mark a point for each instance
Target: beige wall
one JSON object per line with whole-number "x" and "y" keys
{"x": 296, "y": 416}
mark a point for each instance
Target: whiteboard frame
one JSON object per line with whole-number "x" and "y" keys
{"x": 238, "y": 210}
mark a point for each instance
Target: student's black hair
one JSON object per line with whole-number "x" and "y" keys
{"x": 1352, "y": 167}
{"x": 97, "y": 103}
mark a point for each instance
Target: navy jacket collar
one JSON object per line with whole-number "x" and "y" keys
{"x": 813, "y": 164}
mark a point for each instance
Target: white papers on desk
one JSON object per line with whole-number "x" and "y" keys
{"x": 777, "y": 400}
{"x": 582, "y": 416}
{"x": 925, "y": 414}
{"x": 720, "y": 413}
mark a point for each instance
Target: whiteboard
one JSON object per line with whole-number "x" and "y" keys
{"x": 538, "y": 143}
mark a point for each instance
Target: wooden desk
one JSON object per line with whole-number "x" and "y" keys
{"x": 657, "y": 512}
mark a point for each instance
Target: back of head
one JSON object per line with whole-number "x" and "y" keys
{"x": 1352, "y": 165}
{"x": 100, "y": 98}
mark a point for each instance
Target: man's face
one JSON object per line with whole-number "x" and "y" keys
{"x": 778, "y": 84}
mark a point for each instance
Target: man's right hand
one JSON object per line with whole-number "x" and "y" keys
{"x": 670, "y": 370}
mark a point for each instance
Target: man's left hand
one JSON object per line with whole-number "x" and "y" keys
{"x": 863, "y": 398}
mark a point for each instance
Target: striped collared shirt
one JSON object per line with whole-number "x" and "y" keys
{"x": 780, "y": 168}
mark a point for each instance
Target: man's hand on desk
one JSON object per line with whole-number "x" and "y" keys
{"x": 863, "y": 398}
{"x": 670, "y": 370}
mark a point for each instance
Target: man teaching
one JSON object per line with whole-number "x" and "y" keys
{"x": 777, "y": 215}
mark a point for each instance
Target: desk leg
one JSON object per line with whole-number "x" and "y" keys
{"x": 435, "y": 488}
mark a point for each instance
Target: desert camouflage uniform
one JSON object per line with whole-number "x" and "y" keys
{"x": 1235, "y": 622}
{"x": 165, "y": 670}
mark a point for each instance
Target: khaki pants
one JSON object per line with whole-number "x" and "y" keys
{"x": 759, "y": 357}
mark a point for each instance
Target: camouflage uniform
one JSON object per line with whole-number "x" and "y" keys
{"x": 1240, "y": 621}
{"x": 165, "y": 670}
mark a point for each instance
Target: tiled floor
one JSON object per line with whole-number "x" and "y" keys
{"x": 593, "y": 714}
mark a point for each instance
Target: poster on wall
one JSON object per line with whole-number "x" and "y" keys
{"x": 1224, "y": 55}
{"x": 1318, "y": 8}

◆ Task directions:
From the first line of the records above to the line that contains "Target: student's black hair", quote each line exactly.

◆ Answer section:
mark a point for each instance
Target: beige wall
one JSON object per line with whole-number "x" and "y" keys
{"x": 296, "y": 416}
mark a point for each instance
Target: whiteboard frame
one JSON object per line with whole-number "x" and "y" keys
{"x": 238, "y": 210}
mark a point for each instance
Target: student's black hair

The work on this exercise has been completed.